## DOCUMENT
"""

Page MenuHomePhabricator

Alert when elasticsearch has shards larger than a maximum size
Closed, ResolvedPublic

Description

We have a documented rule that shards on the cirrus cluster should be 30GB max. When shards start to grow over this limit, relocation of shards becomes complicated and we should increase the number of shards for this index. We have been surprised a few times by shards growing up to 70GB.

An icinga check, running at low frequency (once per day is enough) would help identify those shards in a timely fashion. This check should have warning and critical threshold. It should report the indices that have shards over limit.

Event Timeline

Restricted Application added a subscriber: Aklapper. · View Herald Transcript
Gehel triaged this task as Medium priority.Sep 5 2018, 8:18 AM

Change 458891 had a related patch set uploaded (by Mathew.onipe; owner: Mathew.onipe):
[operations/puppet@production] elasticsearch shard size check * Checks shard size and sends alert if more than 30gb.

https://gerrit.wikimedia.org/r/458891

Output of testing the shard size check script on relforge:

onimisionipe@relforge1001:~/tests$ python3 shard_el.py --shard-size-warning 25 --shard-size-critical 40
CRITICAL - stas_wikidata_test:6 (size=49gb), stas_wikidata_test:5 (size=49gb), stas_wikidata_test:4 (size=49gb), stas_wikidata_test:3 (size=49gb), stas_wikidata_test:2 (size=49gb), stas_wikidata_test:1 (size=49gb), stas_wikidata_test:0 (size=49gb), commons_image_quality:14 (size=30gb), commons_image_quality:11 (size=30gb), commons_image_quality:10 (size=30gb), commons_image_quality:8 (size=29gb), commons_image_quality:2 (size=29gb), commons_image_quality:7 (size=27gb), commons_image_quality:6 (size=27gb), commons_image_quality:3 (size=27gb), commons_image_quality:0 (size=27gb), commons_image_quality:5 (size=26gb)

Change 458891 merged by Gehel:
[operations/puppet@production] Elasticsearch shard size check

https://gerrit.wikimedia.org/r/458891

"""

## STATED EXERCISE 1
In the shard size ticket, what is the documented maximum size for shards on the cirrus cluster?
## STATED EXERCISE 2
How would you render this sentence from the shard size ticket in Spanish: "We have been surprised a few times by shards growing up to 70GB."
## STATED EXERCISE 3
Copy the stretch of the shard size ticket from "Alert when elasticsearch" through "shards over limit.".

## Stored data
"""

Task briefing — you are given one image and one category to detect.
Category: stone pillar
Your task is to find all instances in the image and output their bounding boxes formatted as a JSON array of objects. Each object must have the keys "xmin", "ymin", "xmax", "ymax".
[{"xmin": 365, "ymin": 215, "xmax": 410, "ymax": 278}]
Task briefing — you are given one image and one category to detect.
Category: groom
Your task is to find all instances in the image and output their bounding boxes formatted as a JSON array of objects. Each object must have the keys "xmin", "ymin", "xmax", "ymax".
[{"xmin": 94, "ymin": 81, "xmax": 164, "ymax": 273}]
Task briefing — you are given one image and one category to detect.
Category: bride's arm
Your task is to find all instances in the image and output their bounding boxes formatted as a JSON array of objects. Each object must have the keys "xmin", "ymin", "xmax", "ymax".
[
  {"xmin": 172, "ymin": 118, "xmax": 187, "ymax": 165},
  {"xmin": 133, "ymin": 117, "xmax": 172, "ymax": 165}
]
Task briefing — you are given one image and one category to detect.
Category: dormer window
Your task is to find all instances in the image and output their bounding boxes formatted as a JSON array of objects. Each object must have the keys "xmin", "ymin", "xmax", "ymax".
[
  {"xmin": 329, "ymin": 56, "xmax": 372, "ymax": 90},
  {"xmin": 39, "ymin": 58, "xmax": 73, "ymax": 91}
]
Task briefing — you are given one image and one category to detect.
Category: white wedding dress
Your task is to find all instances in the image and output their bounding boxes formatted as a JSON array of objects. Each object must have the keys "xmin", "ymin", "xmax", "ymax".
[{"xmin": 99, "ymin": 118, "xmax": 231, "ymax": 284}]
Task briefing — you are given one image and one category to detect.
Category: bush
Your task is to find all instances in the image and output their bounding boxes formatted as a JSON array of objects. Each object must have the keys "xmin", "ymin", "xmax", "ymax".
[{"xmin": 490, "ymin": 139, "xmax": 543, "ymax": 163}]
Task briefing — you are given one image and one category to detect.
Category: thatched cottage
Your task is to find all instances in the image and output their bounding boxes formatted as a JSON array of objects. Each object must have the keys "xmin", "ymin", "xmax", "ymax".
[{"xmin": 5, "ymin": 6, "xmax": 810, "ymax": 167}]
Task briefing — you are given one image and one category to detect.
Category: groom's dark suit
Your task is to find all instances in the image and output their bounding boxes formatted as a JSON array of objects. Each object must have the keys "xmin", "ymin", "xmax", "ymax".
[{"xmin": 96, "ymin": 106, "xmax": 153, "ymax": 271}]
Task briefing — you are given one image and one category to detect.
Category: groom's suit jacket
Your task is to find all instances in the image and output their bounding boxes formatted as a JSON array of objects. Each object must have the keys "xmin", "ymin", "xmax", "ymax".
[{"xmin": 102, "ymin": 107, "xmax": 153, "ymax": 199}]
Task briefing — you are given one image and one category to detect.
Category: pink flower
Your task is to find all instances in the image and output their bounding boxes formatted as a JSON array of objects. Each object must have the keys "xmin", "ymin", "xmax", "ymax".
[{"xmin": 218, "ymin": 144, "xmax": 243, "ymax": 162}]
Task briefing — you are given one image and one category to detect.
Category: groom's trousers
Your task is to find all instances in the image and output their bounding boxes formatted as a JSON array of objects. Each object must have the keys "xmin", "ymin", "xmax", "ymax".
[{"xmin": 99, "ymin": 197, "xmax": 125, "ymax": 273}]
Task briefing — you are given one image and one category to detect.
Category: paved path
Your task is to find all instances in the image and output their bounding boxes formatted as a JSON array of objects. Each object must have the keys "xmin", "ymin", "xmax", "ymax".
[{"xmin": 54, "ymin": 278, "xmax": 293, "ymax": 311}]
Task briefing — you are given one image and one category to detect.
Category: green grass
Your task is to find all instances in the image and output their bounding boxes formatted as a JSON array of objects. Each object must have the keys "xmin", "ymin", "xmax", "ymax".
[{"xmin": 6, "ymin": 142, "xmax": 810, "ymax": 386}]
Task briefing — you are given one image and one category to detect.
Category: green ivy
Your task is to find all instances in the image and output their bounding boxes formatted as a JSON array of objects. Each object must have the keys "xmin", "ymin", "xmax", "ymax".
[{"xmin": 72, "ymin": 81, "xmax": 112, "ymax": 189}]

"""
"""

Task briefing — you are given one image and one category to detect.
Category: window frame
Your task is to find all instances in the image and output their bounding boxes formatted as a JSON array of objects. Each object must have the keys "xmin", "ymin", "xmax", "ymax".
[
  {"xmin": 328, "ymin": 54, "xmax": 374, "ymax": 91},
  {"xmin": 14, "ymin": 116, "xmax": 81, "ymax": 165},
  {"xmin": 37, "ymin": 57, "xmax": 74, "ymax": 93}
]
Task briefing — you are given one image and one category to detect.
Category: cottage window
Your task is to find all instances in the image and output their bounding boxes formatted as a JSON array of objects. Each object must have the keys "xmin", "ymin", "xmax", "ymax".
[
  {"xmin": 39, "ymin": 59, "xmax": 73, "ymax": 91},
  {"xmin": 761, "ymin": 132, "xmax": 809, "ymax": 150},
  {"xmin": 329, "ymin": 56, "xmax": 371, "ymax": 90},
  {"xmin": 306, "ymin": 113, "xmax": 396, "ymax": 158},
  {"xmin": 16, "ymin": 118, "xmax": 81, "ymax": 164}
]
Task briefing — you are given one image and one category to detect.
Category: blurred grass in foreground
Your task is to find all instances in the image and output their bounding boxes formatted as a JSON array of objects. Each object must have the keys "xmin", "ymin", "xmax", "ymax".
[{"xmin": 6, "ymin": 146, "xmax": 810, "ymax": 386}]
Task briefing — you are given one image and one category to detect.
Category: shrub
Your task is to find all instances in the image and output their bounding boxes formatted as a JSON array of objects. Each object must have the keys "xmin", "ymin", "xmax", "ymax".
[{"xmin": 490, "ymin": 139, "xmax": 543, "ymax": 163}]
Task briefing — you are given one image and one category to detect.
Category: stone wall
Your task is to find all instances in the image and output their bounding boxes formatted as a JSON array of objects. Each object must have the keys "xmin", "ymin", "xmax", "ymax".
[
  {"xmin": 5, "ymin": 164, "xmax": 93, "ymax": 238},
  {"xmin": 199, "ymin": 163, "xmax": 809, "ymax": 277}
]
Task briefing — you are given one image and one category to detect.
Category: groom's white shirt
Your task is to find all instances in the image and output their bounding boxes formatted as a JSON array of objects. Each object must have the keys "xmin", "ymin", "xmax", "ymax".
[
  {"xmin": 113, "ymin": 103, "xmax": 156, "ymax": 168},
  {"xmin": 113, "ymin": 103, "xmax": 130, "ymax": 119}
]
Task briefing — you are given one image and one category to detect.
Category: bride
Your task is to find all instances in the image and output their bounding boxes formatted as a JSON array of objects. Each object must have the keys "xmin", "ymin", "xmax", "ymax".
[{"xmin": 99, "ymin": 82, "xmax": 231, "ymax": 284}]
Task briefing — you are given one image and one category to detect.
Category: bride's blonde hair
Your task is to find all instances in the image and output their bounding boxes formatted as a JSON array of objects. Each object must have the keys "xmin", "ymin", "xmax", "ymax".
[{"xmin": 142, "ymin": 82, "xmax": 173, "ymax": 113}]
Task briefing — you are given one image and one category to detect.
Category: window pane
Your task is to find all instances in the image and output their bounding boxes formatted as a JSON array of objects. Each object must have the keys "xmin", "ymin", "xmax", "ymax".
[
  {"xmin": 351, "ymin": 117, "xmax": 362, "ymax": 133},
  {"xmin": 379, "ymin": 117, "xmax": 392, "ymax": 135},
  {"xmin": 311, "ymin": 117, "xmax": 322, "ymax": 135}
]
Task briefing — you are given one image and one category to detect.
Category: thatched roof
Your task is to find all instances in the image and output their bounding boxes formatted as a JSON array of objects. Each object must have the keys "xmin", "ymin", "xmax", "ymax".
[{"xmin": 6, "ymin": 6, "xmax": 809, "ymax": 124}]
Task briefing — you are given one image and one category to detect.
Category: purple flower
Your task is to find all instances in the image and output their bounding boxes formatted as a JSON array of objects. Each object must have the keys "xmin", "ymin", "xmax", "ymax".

"""

## RIGHT ANSWER 1
30GB

## RIGHT ANSWER 2
Algunas veces nos han sorprendido shards que han crecido hasta 70GB.

## RIGHT ANSWER 3
Alert when elasticsearch has shards larger than a maximum size
Closed, ResolvedPublic

Description

We have a documented rule that shards on the cirrus cluster should be 30GB max. When shards start to grow over this limit, relocation of shards becomes complicated and we should increase the number of shards for this index. We have been surprised a few times by shards growing up to 70GB.

An icinga check, running at low frequency (once per day is enough) would help identify those shards in a timely fashion. This check should have warning and critical threshold. It should report the indices that have shards over limit.